***** Record extracts

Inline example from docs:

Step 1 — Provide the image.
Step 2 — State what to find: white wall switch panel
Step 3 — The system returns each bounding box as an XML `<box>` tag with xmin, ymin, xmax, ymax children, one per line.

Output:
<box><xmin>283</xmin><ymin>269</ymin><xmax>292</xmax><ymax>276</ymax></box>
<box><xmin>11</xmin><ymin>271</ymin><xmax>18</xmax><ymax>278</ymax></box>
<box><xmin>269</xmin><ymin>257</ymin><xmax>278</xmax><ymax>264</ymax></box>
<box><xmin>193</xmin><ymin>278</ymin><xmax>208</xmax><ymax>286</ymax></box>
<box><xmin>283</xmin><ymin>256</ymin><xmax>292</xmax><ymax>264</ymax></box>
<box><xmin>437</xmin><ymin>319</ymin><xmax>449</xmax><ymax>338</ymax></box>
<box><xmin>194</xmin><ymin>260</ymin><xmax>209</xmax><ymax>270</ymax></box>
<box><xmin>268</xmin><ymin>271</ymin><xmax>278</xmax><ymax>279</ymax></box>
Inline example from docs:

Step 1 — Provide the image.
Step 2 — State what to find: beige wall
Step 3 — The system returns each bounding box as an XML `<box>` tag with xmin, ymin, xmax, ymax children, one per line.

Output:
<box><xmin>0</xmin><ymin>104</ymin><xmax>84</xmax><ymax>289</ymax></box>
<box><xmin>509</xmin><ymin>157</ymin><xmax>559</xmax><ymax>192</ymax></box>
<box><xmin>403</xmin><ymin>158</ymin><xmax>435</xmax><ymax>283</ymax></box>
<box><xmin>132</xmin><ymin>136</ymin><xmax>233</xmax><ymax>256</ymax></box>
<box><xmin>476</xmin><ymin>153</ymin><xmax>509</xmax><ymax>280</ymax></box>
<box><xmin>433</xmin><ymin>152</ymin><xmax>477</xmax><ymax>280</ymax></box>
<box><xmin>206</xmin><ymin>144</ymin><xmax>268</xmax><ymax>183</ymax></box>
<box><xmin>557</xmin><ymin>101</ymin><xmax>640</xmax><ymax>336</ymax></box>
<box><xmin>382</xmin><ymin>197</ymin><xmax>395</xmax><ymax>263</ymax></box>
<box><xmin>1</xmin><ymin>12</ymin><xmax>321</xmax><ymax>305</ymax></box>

**********

▸ **Activity**
Now output the listing above, exactly as it appears.

▸ **Solution**
Inline example from docs:

Step 1 — Provide the image.
Step 2 — State what to find: white wall switch panel
Step 3 — The system returns each bounding box as an XML `<box>` tag with xmin, ymin, xmax, ymax children, one per line.

Output:
<box><xmin>283</xmin><ymin>269</ymin><xmax>292</xmax><ymax>276</ymax></box>
<box><xmin>11</xmin><ymin>271</ymin><xmax>18</xmax><ymax>278</ymax></box>
<box><xmin>269</xmin><ymin>257</ymin><xmax>278</xmax><ymax>264</ymax></box>
<box><xmin>193</xmin><ymin>278</ymin><xmax>208</xmax><ymax>286</ymax></box>
<box><xmin>283</xmin><ymin>256</ymin><xmax>292</xmax><ymax>264</ymax></box>
<box><xmin>437</xmin><ymin>319</ymin><xmax>449</xmax><ymax>338</ymax></box>
<box><xmin>194</xmin><ymin>260</ymin><xmax>209</xmax><ymax>270</ymax></box>
<box><xmin>268</xmin><ymin>271</ymin><xmax>278</xmax><ymax>279</ymax></box>
Inline example from docs:

Step 1 — Provide the image.
Step 2 — State what to find: beige wall
Step 3 — The system returns each bounding box as an XML `<box>` tag with xmin, ymin, xmax, ymax children, one per line.

Output:
<box><xmin>0</xmin><ymin>104</ymin><xmax>84</xmax><ymax>289</ymax></box>
<box><xmin>509</xmin><ymin>157</ymin><xmax>559</xmax><ymax>192</ymax></box>
<box><xmin>403</xmin><ymin>158</ymin><xmax>435</xmax><ymax>283</ymax></box>
<box><xmin>132</xmin><ymin>136</ymin><xmax>233</xmax><ymax>256</ymax></box>
<box><xmin>476</xmin><ymin>153</ymin><xmax>509</xmax><ymax>280</ymax></box>
<box><xmin>433</xmin><ymin>152</ymin><xmax>477</xmax><ymax>280</ymax></box>
<box><xmin>206</xmin><ymin>144</ymin><xmax>268</xmax><ymax>183</ymax></box>
<box><xmin>557</xmin><ymin>101</ymin><xmax>640</xmax><ymax>336</ymax></box>
<box><xmin>382</xmin><ymin>197</ymin><xmax>395</xmax><ymax>263</ymax></box>
<box><xmin>1</xmin><ymin>12</ymin><xmax>321</xmax><ymax>305</ymax></box>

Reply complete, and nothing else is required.